(Page text)

Nigerian agency signs MoU to strengthen regulations on utilisation of GM foods

NIGERIA – The National Biosafety Management Agency (NBMA) in Nigeria has signed a Memorandum of Understanding (MoU) with the Federal Ministry of Agriculture and Rural Development (FMARD) on the regulation of animal biotechnology.

Speaking during the signing ceremony, Dr Rufus Egbeba, the Director-General NBMA, said that the MoU will strengthen the agency’s bid of regulating utilisation of Genetically Modified (GM) foods in the country.

Egbeba added that it would also give the agency and the ministry the opportunity to work in synergy to build partnerships and bridges for the enhancement of food security in the country.

He affirmed that the NBMA was well structured to meet national and global needs on safe use of modern biotechnology while stressing that “the agency has what it takes to ensure that the products of modern biotechnology are safe in our environment and to human health.”

Egbeba said that the agency, apart from ensuring the safety of GMOs, is also working to further the socio-economic benefits of modern biotechnology by developing better performing varieties.

Dr Mohammed Bello, the Permanent Secretary in the ministry, said the MoU marked the onset of the much-needed collaboration to ensure only approved animal GMOs were imported into the country.

Bello said that the ministry would make it a prerequisite to issue import permit for only GMOs of animals that had been certified safe by the agency.

(End Page text)
(Exercise data)

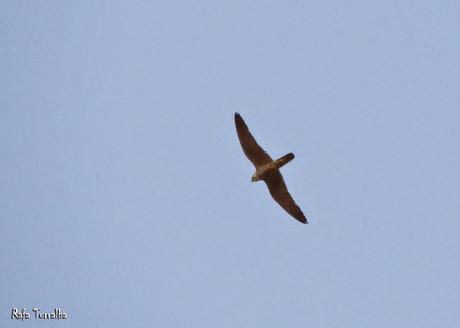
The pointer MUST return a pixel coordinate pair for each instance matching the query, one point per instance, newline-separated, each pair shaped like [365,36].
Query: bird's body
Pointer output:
[267,169]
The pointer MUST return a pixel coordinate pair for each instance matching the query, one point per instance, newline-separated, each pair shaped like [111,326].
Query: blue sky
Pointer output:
[125,198]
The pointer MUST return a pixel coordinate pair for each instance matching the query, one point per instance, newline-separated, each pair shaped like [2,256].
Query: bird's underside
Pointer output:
[267,169]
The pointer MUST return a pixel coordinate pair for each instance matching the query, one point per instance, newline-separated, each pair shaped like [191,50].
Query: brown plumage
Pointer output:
[267,169]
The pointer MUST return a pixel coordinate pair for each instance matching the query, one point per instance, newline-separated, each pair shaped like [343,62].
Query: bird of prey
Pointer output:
[267,169]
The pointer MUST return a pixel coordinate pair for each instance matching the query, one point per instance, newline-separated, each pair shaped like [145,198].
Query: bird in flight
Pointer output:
[267,169]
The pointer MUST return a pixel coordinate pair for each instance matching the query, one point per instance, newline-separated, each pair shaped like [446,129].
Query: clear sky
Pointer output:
[125,198]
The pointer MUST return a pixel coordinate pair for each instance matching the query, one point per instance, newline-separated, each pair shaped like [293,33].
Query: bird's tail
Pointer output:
[284,160]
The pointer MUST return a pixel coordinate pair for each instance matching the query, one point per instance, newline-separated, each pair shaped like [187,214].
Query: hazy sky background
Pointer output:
[125,198]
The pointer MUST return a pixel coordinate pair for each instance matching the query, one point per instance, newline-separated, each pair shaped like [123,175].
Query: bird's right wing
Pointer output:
[251,149]
[280,194]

(End Exercise data)

**Work order 1**
In the Nigerian biosafety MoU article, which animal GMOs will the ministry issue import permits for?
**Work order 2**
Transcribe the stretch of the Nigerian biosafety MoU article from "He affirmed that" through "by the agency.".
**Work order 3**
Finish out the next part of the Nigerian biosafety MoU article, starting after its last sentence.

**Task response 1**
Only GMOs of animals that have been certified safe by the agency.

**Task response 2**
He affirmed that the NBMA was well structured to meet national and global needs on safe use of modern biotechnology while stressing that “the agency has what it takes to ensure that the products of modern biotechnology are safe in our environment and to human health.”

Egbeba said that the agency, apart from ensuring the safety of GMOs, is also working to further the socio-economic benefits of modern biotechnology by developing better performing varieties.

Dr Mohammed Bello, the Permanent Secretary in the ministry, said the MoU marked the onset of the much-needed collaboration to ensure only approved animal GMOs were imported into the country.

Bello said that the ministry would make it a prerequisite to issue import permit for only GMOs of animals that had been certified safe by the agency.

**Task response 3**
He emphasised the need for the inter-agency collaboration saying the Federal Government is determined to diversifying the economy to non-oil revenue generating sectors in which agriculture is one of the key sectors.

He said there is urgent need for improvement of the output of agricultural commodities as this can be achieved with genetically modified organisms.

Dr. Olaniran Alabi, the Director, Department of Veterinary and Pest Control Services of the ministry, had earlier said that modern biotechnology posed certain challenges despite the its benefits.

“These challenges are largely determined by how, when and where it finds application,” he said.

Alabi described the collaboration as important to ensure that the use of the application of genetically modified animal and animal products was properly regulated.

Early this year, the Institute for Agricultural Research (IAR) in Nigeria unveiled a genetically modified ‘Pod Borer Resistant Cowpea’ aimed at improving productivity.